*Consigne A*:
Indiquez uniquement le nombre de lignes du listing qui contiennent la chaîne « patrol », en respectant la casse.

(Texte adopté le 24 avril 2019 par les membres du conseil national d’administration de Coup de soleil)

10 février 2019. L’Algérie est sous le choc : un communiqué signé du président de la République, Abdelaziz Bouteflika, annonce qu’après quatre décennies de forte présence sur la scène politique algérienne dont vingt ans à la tête de l’Etat, il sera candidat à un 5ème mandat. Cette image pathétique d’un homme de 82 ans, réduit à l’impotence et au silence depuis un grave accident vasculaire cérébral en 2013, représente pour beaucoup d’Algériens « l’humiliation de trop ». Elle leur est d’autant plus insupportable que prospèrent, autour de ce président-fantôme, des clans de toute nature qui mettent peu à peu le pays en coupe réglée. Beaucoup d’observateurs doutent pourtant que le pays puisse « bouger » : traumatisés par la terrible guerre civile qui a frappé l’Algérie de 1992 à 2000, les Algériens seraient prêts à tout supporter plutôt que de repartir « à l’aventure ». Mais c’est oublier que la moitié de la population algérienne a moins de 30 ans et qu’elle aspire, tout naturellement, à sortir de ce monde opaque et figé qui la marginalise et lui ôte tout espoir en l’avenir.

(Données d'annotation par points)
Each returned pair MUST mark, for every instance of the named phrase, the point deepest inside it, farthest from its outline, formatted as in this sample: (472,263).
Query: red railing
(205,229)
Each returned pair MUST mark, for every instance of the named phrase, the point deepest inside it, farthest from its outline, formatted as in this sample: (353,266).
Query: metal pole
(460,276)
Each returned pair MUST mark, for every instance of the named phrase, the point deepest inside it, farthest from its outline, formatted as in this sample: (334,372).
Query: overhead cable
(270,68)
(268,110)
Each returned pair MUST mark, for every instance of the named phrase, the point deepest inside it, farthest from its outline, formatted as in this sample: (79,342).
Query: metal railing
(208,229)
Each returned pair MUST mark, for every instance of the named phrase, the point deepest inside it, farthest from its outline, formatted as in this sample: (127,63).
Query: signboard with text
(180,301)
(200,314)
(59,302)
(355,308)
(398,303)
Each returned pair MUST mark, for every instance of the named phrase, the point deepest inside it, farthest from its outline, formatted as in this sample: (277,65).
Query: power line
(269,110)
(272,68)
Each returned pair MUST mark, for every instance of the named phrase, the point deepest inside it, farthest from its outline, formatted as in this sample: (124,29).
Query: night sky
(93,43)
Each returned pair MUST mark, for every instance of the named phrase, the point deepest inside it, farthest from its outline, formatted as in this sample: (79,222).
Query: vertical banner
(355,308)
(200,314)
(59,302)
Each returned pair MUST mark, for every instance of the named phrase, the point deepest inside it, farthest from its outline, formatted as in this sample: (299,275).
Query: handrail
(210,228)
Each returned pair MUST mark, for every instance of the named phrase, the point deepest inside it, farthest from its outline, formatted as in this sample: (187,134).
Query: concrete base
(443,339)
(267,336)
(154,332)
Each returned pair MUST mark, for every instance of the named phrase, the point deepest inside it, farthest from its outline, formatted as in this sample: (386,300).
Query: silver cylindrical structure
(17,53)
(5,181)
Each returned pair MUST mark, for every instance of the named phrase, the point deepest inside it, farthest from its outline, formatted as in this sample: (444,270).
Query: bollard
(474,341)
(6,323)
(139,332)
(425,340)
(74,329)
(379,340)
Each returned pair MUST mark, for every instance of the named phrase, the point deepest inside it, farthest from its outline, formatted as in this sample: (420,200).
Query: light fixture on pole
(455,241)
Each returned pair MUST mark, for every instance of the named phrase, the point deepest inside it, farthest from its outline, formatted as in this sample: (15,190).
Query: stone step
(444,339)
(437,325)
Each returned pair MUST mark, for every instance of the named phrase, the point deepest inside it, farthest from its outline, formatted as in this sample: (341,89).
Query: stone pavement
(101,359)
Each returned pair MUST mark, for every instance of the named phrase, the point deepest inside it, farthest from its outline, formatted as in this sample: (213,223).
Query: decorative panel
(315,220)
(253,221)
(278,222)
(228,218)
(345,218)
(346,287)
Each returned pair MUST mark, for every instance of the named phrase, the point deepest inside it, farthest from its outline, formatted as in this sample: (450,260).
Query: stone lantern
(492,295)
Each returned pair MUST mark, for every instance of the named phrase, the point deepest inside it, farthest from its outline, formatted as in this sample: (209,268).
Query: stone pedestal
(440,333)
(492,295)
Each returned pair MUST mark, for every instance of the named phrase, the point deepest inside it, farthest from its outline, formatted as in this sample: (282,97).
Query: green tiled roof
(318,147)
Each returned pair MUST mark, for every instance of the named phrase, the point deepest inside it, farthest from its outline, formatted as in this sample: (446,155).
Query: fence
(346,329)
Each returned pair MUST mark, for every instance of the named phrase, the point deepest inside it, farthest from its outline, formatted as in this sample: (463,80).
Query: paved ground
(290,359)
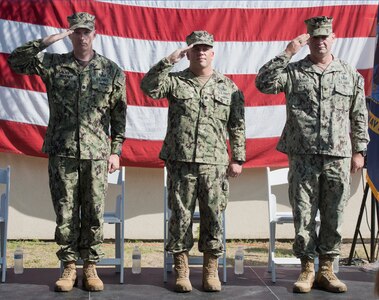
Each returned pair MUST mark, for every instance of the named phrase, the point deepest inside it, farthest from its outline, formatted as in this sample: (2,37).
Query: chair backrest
(118,178)
(5,178)
(274,178)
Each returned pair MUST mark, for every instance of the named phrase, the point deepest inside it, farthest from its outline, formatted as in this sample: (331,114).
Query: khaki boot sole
(66,288)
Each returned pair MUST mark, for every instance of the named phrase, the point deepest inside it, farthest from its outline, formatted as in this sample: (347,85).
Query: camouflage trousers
(318,182)
(188,182)
(78,189)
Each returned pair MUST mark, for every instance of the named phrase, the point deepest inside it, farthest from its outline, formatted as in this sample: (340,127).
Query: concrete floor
(255,283)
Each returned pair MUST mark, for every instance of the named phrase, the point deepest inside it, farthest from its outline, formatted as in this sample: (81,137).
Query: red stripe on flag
(27,139)
(245,82)
(13,80)
(227,24)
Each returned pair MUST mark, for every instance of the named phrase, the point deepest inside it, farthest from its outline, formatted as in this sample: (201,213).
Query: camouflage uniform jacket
(83,102)
(199,117)
(322,107)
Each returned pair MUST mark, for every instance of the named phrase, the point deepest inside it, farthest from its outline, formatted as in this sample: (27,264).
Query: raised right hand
(178,54)
(51,39)
(296,44)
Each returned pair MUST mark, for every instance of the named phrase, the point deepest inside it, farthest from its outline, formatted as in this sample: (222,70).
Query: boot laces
(91,271)
(180,265)
(67,272)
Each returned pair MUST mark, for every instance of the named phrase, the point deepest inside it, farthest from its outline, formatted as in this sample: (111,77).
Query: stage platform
(255,283)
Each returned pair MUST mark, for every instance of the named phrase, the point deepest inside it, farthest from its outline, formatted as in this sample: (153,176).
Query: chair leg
(117,245)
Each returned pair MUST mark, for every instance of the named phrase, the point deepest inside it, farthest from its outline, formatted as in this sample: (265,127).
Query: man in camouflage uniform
(325,102)
(204,108)
(86,95)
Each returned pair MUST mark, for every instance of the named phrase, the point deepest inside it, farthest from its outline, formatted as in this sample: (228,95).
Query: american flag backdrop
(137,34)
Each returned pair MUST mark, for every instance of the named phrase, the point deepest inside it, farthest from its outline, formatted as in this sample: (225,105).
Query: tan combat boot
(182,282)
(326,279)
(307,276)
(211,282)
(68,279)
(91,281)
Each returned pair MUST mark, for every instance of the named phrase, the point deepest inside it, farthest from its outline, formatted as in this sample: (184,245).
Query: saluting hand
(178,54)
(51,39)
(296,44)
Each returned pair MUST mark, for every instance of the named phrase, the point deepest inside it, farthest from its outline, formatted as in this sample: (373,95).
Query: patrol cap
(319,25)
(81,20)
(200,37)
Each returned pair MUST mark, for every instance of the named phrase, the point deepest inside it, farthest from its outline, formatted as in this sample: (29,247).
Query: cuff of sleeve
(284,56)
(359,148)
(166,62)
(39,45)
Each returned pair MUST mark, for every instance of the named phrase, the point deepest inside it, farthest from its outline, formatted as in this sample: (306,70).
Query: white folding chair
(116,217)
(275,178)
(5,179)
(168,259)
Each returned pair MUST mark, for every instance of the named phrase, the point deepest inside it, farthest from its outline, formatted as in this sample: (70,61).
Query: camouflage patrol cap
(81,20)
(319,25)
(201,37)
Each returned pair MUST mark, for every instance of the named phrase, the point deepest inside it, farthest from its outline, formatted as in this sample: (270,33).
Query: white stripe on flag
(142,122)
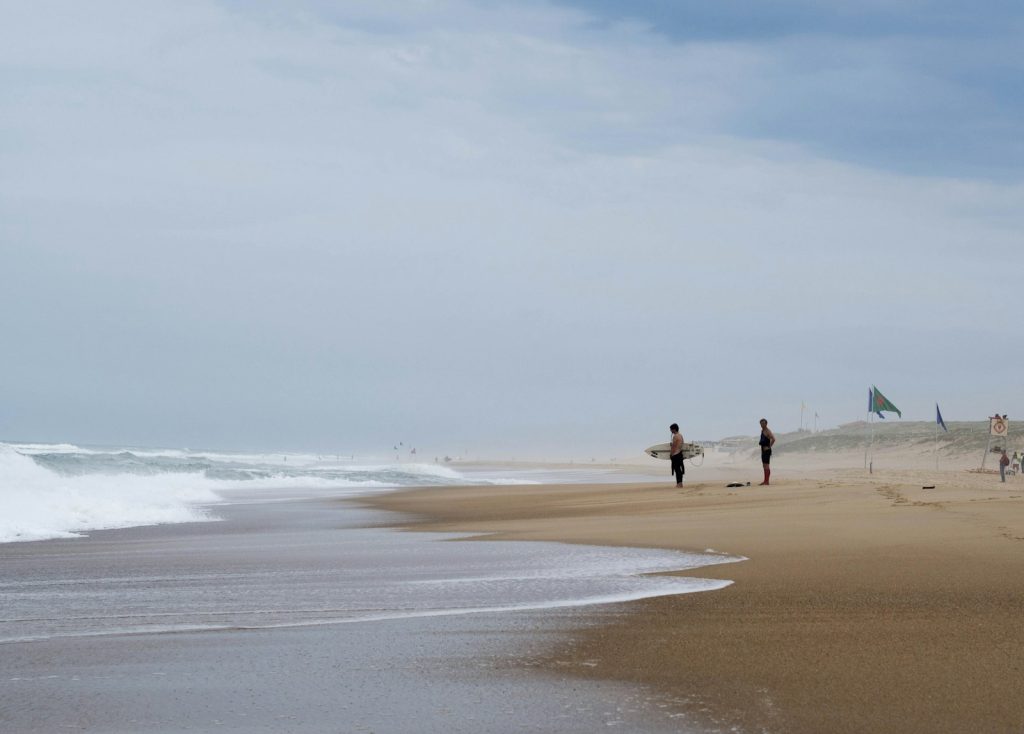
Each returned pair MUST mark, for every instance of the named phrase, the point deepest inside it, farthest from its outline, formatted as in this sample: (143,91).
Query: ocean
(187,577)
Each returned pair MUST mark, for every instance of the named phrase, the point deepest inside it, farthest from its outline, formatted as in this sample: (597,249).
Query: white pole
(867,428)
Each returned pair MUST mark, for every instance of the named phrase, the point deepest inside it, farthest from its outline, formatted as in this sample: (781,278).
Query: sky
(504,228)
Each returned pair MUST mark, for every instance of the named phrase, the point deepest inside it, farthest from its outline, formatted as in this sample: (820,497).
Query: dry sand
(867,604)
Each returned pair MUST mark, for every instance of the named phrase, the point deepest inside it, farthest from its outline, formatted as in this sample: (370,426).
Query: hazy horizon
(546,228)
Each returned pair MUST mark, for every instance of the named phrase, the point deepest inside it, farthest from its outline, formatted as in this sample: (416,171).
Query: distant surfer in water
(676,452)
(767,441)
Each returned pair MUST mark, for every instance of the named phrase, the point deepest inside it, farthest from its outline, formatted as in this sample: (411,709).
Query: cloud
(233,224)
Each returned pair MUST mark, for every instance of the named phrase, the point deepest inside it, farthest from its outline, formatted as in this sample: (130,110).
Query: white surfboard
(664,450)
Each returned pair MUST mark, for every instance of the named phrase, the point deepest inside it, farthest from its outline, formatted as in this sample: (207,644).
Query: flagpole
(870,443)
(867,426)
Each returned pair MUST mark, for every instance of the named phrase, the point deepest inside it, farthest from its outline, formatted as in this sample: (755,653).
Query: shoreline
(866,604)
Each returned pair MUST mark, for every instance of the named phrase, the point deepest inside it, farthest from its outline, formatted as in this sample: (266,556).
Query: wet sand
(99,635)
(868,604)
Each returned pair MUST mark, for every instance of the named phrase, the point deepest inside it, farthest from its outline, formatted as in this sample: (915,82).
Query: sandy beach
(867,603)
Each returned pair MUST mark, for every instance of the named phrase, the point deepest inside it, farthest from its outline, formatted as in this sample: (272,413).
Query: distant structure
(998,430)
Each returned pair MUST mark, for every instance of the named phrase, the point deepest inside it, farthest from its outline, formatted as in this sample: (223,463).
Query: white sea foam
(61,490)
(39,503)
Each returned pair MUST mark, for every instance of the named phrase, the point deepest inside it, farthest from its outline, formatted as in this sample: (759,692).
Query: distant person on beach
(676,454)
(767,441)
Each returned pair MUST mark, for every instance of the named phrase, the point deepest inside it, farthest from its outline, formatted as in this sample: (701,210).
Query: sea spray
(61,490)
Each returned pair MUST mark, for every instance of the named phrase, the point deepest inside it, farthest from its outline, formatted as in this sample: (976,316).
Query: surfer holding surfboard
(676,454)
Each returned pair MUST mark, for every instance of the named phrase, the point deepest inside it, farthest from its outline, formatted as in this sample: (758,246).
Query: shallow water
(294,616)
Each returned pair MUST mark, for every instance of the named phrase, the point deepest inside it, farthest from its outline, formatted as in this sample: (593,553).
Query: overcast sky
(504,227)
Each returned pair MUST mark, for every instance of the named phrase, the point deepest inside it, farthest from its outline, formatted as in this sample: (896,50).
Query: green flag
(880,402)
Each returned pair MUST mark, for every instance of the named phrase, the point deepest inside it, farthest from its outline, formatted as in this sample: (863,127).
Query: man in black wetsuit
(676,454)
(767,440)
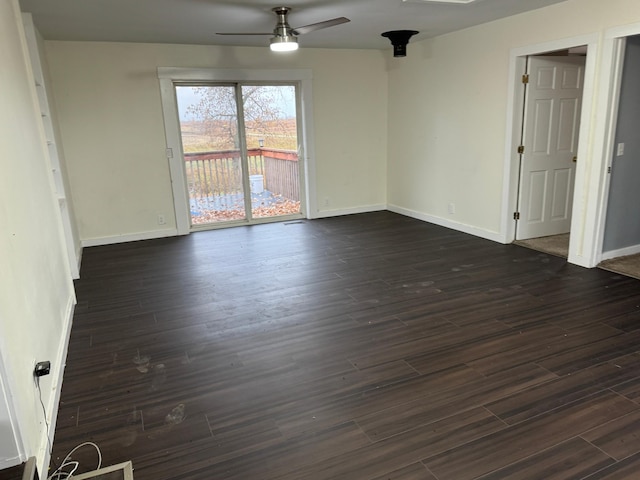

*Consigne B*:
Rédigez la suite du texte consacré à la candidature d'Abdelaziz Bouteflika à un cinquième mandat, en reprenant juste après sa dernière phrase.

*Résultat A*:
2

*Résultat B*:
C’est cette formidable jeunesse d’Algérie qui va donc envahir les rues, à partir du 22 février, pour dire « Barakat ! Ça suffit ! ». Une jeunesse qui montre alors au monde entier son courage, son intelligence, son humour, veillant à éviter le moindre débordement, affichant surtout sa dignité retrouvée et une détermination impressionnante à vouloir changer une donne politique qui lui est devenue insupportable. Autre signe très fort : ce phénomène n’est pas propre à Alger et aux autres grandes villes du pays. De l’Est à l’Ouest et du Nord au Sud, de la grande métropole à la petite bourgade, c’est toute l’Algérie qui manifeste sa volonté de changement. Même constat sur les générations (du lycéen de 15 ans à la « hadja » de 75 ans), comme sur les catégories socio-professionnelles qui se mobilisent : artisans, avocats, chefs d’entreprise, enseignants, fonctionnaires, ingénieurs, journalistes, magistrats, médecins, ouvriers, figures emblématiques de la lutte de libération comme Djamila Bouhired. Cette diversité fait toute la force de ce mouvement, qui a pris tout le monde de surprise. Le pouvoir, désemparé, a vu ses principaux supports s’effriter et n’a pu que reculer sans cesse, de semaine en semaine, jusqu’à ce 2 avril 2019 où l’armée l’a contraint à accepter « l’inacceptable » : l’abdication de Bouteflika.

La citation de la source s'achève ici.